START Data shown
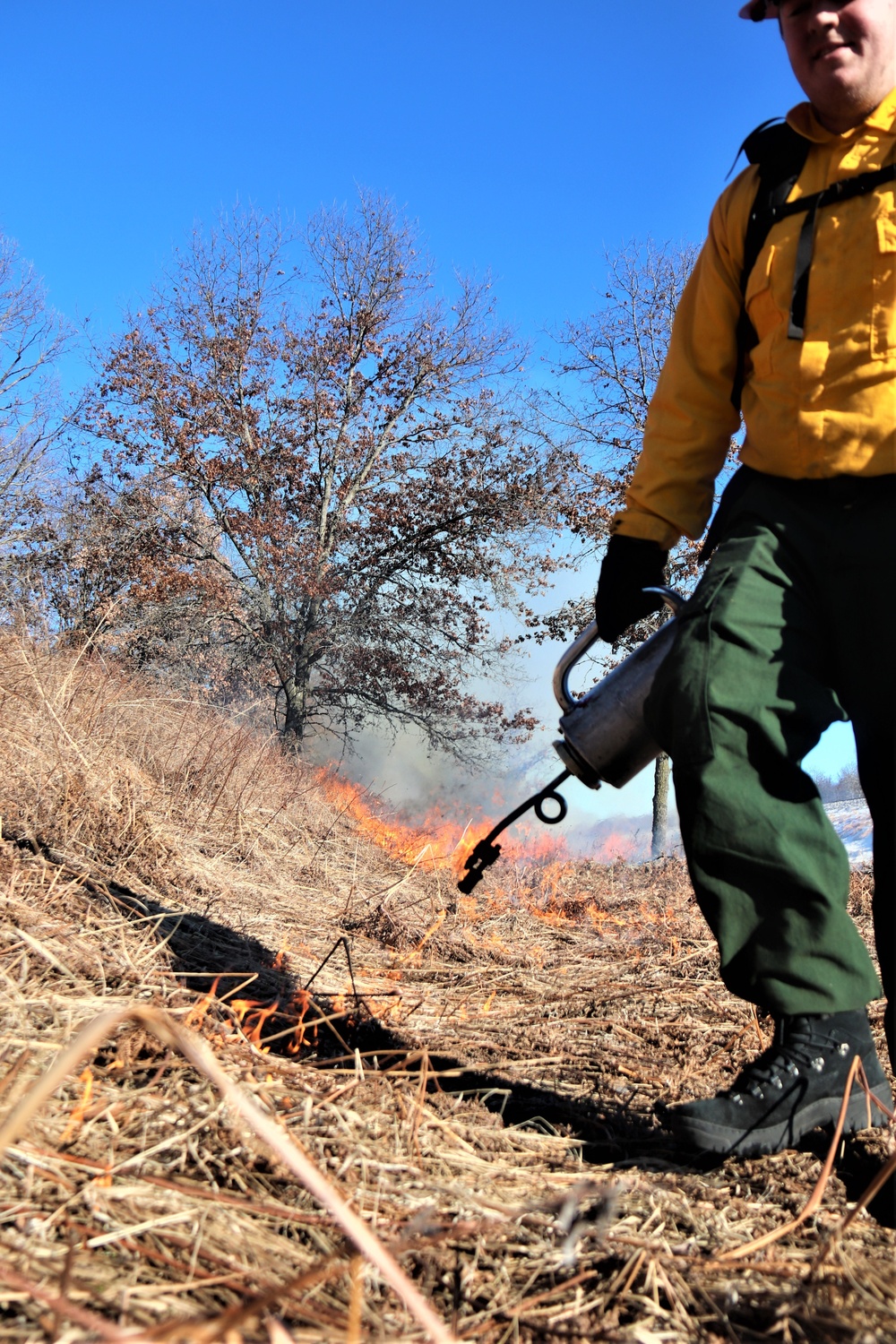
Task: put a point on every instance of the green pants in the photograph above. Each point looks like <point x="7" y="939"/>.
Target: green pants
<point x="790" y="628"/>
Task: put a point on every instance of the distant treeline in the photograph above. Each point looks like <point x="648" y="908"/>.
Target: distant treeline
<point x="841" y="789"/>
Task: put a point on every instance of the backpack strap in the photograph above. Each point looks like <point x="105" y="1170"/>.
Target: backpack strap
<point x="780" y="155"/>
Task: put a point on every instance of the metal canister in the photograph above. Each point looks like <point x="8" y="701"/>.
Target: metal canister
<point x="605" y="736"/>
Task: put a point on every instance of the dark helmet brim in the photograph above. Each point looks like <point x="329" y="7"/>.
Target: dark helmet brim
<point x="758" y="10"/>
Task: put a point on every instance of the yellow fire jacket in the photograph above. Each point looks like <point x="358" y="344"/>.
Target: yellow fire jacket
END Data shown
## Directions for this task
Pull each line containing "every" from the records.

## Answer to the problem
Task: put a point on every instance of the green pants in the photograph above. Each point looks like <point x="7" y="939"/>.
Task: put a point on every instance of the distant treeline in the photograph above. Each point looks like <point x="648" y="908"/>.
Task: put a point on every instance of the backpack strap in the photograph above. Each point looks like <point x="105" y="1170"/>.
Task: put a point on every instance of the metal canister in the photograph above. Each point looks like <point x="8" y="701"/>.
Task: put a point on every instance of the dark helmet brim in the photograph above. Each point looks like <point x="329" y="7"/>.
Task: put a point on every instance of the yellow fire jacket in the photograph above. Each point looks like <point x="358" y="344"/>.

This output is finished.